▸ **Do this**:
Reproduce verbatim the rows below, starting at the line that contains "Reviewer note: see that each instance of the roof" and continuing through the last line of the rows, with both ends included.

▸ **Dataset**:
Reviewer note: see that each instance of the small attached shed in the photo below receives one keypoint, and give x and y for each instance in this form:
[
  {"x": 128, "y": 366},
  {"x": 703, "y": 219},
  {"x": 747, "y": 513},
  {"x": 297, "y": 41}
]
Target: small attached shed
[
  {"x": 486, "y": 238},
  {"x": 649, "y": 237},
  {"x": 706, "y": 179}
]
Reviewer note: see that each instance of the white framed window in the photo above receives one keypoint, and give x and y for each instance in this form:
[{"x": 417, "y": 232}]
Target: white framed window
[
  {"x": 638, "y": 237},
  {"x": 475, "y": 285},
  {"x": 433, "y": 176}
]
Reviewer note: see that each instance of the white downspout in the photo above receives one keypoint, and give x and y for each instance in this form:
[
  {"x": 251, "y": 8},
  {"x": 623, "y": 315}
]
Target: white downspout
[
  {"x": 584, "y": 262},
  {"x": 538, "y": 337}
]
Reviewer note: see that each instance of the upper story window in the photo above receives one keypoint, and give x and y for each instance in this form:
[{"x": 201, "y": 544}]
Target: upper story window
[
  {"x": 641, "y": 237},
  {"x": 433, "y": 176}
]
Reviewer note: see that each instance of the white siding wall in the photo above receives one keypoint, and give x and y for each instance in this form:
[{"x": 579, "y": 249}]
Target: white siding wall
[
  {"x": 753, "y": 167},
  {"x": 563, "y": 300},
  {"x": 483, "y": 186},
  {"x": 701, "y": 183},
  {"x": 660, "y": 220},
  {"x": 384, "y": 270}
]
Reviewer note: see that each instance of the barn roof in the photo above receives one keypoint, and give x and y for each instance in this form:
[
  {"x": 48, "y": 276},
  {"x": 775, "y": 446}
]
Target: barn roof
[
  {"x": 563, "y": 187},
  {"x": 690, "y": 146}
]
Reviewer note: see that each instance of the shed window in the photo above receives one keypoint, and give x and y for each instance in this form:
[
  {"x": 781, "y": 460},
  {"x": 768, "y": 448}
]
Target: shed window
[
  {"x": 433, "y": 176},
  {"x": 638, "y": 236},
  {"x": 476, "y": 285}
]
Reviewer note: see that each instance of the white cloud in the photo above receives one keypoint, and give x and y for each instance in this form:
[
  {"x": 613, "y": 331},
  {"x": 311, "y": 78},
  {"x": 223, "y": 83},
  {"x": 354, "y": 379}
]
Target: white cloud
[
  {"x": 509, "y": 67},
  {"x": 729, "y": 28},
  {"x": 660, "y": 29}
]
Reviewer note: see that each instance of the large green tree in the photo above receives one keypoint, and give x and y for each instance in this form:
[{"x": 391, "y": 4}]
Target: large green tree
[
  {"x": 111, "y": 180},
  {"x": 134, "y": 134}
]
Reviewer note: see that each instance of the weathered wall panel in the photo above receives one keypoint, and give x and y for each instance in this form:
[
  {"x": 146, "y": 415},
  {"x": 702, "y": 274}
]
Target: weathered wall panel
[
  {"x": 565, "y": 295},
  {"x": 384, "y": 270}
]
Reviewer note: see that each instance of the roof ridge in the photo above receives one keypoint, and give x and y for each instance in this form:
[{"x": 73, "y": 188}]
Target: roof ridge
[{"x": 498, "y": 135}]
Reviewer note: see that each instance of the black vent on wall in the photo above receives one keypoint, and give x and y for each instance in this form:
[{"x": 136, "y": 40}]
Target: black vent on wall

▸ **Result of the task**:
Reviewer note: see that each instance of the roof ridge in the photo above receives one keypoint, and give x and y for each instance in this form:
[{"x": 73, "y": 188}]
Target: roof ridge
[{"x": 498, "y": 135}]
Reviewer note: see that each instance of the black vent on wall in the photo above receives one keypoint, and give x and y for each instance in this form:
[{"x": 136, "y": 40}]
Target: black vent on wall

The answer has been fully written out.